- [Excerpt to read]
⟨

As I wrote in my Letter to Families: "When a new
person is born of the conjugal union of the two, he brings
with him into the world a particular image and likeness of
God himself: the genealogy of the person is inscribed in
the very biology of generation. In affirming that the
spouses, as parents, cooperate with God the Creator in conceiving
and giving birth to a new human being, we are not speaking
merely with reference to the laws of biology. Instead, we
wish to emphasize that God himself is present in human
fatherhood and motherhood quite differently than he is
present in all other instances of begetting 'on earth'. Indeed,
God alone is the source of that 'image and likeness' which
is proper to the human being, as it was received at Creation.
Begetting is the continuation of Creation".31
This is what the Bible teaches in direct and eloquent language
when it reports the joyful cry of the first woman, "the
mother of all the living" (Gen 3:20). Aware that
God has intervened, Eve exclaims: "I have begotten a
man with the help of the Lord" (Gen 4:1). In procreation
therefore, through the communication of life from parents
to child, God's own image and likeness is transmitted, thanks
to the creation of the immortal soul.32
The beginning of the "book of the genealogy of Adam"
expresses it in this way: "When God created man, he made
him in the likeness of God. Male and female he created them,
and he blessed them and called them man when they were created.

⟩

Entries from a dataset

⟨

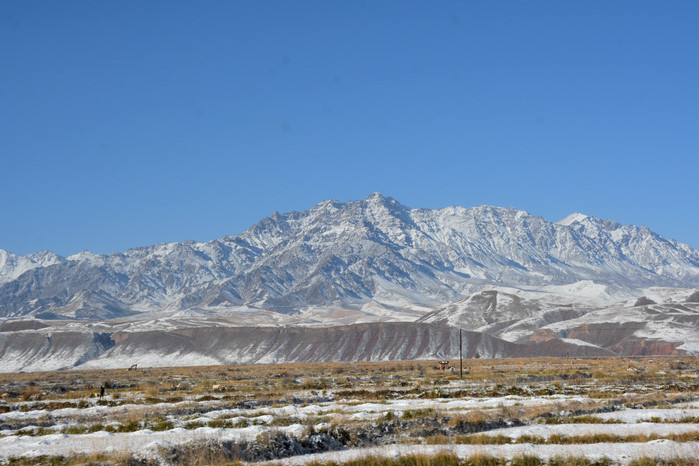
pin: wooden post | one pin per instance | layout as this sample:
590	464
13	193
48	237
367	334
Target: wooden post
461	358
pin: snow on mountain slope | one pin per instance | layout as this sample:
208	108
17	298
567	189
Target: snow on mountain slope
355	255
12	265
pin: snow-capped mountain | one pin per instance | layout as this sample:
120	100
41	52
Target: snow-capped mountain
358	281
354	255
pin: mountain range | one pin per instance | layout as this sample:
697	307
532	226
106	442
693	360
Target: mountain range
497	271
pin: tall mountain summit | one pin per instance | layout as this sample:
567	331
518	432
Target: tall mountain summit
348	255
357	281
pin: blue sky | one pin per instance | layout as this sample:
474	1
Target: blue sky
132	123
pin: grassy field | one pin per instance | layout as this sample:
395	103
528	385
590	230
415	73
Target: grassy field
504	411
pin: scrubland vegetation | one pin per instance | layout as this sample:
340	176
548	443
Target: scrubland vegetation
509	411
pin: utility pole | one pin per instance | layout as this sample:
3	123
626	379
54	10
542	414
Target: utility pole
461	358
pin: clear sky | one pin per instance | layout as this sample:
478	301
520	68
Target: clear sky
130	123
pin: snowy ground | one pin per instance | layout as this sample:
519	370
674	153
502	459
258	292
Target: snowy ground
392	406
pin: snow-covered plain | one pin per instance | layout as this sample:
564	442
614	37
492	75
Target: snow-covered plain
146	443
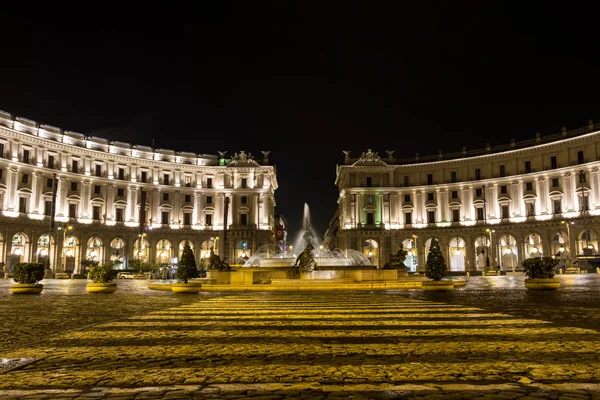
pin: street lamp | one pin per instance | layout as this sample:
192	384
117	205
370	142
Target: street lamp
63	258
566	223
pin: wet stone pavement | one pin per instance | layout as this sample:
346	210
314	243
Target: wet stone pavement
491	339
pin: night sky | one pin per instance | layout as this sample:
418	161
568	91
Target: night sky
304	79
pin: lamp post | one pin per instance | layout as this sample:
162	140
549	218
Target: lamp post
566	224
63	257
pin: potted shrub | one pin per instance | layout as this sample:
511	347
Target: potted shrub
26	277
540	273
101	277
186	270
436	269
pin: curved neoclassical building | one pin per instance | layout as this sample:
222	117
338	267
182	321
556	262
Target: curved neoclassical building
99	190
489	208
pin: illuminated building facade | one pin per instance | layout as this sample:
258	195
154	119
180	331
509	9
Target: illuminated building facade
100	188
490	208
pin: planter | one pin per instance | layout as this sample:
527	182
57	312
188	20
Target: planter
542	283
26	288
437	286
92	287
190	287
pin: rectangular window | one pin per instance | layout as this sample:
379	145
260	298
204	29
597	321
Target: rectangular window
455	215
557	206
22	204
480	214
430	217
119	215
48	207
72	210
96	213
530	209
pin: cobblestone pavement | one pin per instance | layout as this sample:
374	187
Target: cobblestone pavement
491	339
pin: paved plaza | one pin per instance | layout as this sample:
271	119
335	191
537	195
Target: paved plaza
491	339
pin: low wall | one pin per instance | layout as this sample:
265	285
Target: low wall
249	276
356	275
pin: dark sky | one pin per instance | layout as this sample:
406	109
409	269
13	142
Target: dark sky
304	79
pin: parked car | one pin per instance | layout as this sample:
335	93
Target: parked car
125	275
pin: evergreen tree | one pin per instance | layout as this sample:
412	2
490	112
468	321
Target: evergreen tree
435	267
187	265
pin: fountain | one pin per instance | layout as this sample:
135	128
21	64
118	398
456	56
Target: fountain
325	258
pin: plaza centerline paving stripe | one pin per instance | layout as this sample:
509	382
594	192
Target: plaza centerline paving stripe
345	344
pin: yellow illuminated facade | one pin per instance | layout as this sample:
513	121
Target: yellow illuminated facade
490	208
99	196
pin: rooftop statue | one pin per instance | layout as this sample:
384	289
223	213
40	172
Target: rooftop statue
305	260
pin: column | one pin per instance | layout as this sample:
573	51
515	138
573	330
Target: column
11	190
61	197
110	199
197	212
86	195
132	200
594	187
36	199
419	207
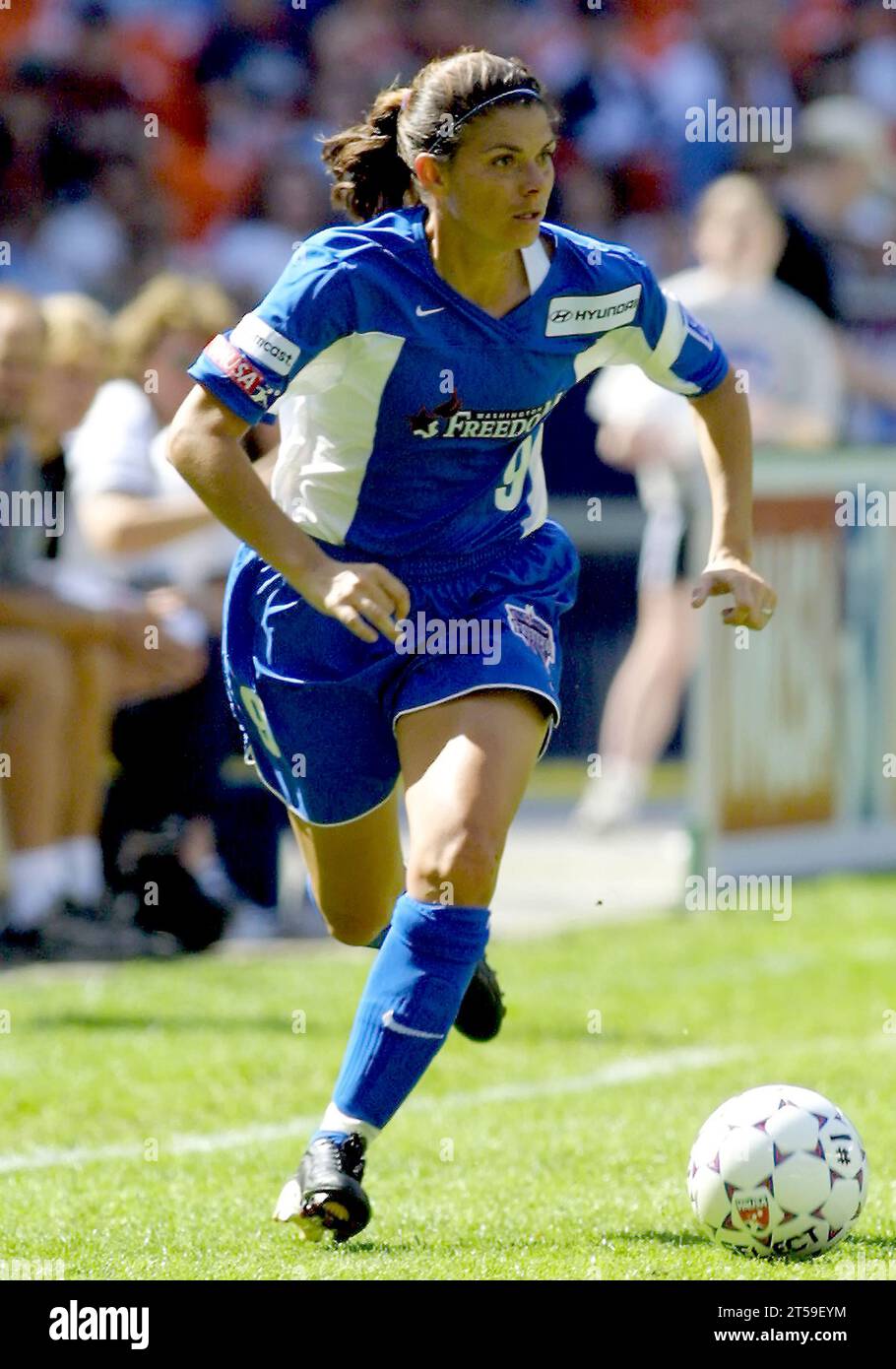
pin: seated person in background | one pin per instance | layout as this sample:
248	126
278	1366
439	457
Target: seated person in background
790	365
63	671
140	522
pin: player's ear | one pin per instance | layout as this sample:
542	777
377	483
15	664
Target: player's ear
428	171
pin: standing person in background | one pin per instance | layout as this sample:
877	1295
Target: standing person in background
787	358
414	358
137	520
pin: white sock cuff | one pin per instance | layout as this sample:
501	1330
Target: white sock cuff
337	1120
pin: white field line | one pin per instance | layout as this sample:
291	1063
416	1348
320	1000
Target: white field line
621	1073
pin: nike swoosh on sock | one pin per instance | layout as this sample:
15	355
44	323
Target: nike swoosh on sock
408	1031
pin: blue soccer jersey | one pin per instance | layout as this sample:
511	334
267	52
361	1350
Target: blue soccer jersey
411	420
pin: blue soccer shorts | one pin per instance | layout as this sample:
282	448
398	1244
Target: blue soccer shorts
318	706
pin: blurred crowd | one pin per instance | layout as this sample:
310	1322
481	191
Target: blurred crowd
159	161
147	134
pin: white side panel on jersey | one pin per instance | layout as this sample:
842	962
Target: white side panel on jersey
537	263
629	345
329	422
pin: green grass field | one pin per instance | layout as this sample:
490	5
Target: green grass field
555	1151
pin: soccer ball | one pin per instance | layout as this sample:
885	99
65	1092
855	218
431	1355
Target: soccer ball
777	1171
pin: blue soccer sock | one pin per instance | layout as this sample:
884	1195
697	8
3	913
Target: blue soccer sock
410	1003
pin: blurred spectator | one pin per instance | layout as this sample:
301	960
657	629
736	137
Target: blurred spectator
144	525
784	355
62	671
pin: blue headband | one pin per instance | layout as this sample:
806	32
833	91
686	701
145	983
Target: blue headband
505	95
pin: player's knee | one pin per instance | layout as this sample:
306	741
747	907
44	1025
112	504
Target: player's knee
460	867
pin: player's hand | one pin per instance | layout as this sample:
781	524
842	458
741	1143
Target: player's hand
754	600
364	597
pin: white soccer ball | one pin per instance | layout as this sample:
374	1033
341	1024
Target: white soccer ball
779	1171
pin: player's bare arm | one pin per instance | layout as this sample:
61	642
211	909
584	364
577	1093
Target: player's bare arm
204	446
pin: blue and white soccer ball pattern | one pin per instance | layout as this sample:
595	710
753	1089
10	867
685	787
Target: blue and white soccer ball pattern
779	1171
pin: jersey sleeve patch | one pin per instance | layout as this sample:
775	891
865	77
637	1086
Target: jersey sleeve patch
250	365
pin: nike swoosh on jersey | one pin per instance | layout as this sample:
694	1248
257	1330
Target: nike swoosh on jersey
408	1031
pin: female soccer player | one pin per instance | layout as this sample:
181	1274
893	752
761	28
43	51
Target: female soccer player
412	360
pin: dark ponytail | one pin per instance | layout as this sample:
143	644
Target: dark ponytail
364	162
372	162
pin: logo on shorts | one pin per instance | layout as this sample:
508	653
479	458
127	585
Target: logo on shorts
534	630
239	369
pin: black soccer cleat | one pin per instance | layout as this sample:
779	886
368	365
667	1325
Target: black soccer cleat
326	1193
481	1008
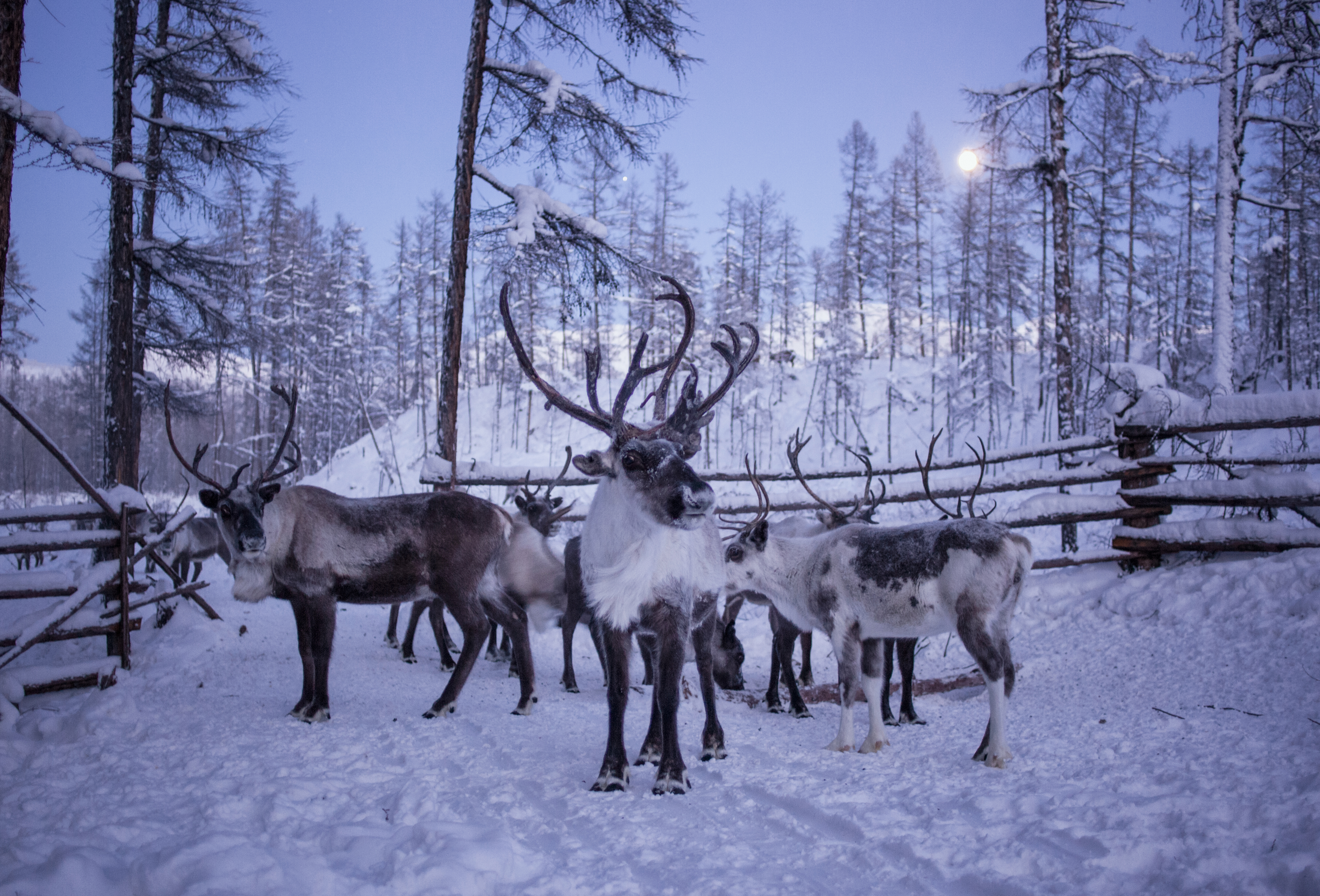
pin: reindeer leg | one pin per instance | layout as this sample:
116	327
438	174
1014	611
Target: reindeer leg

⟩

- [Check your understanding]
1. In the text on procreation, give the first three words of every passage set inside double quotation marks.
2. Extend the text on procreation and the image of God, starting after its last sentence.

- [Exercise answers]
1.
"When a new"
"the mother of"
"I have begotten"
"book of the"
"When God created"

2.
When Adam had lived a hundred and thirty years, he became
the father of a son in his own likeness, after his image,
and named him Seth" (Gen 5:1-3). It is precisely
in their role as co-workers with God who transmits his
image to the new creature that we see the greatness of
couples who are ready "to cooperate with the love of
the Creator and the Saviour, who through them will enlarge
and enrich his own family day by day".33
This is why the Bishop Amphilochius extolled "holy matrimony,
chosen and elevated above all other earthly gifts" as
"the begetter of humanity, the creator of images of God".34
Thus, a man and woman joined in matrimony become partners
in a divine undertaking: through the act of procreation, God's
gift is accepted and a new life opens to the future.
But over and above the specific mission of parents, the
task of accepting and serving life involves everyone; and
this task must be fulfilled above all towards life when it
is at its weakest. It is Christ himself who reminds us
of this when he asks to be loved and served in his brothers
and sisters who are suffering in any way: the hungry, the
thirsty, the foreigner, the naked, the sick, the impris- oned
... Whatever is done to each of them is done to Christ himself
(cf. Mt 25:31-46).
"For you formed my inmost
being" (Ps 139:13): the dignity of the unborn child
44. Human life finds itself most vulnerable when it enters
the world and when it leaves the realm of time to embark upon
eternity. The word of God frequently repeats the call to show
care and respect, above all where life is undermined by sickness
and old age. Although there are no direct and explicit calls
to protect human life at its very beginning, specifically
life not yet born, and life nearing its end, this can easily
be explained by the fact that the mere possibility of harming,
attacking, or actually denying life in these circumstances
is completely foreign to the religious and cultural way of
thinking of the People of God.
In the Old Testament, sterility is dreaded as a curse, while
numerous offspring are viewed as a blessing: "Sons are
a heritage from the Lord, the fruit of the womb a reward"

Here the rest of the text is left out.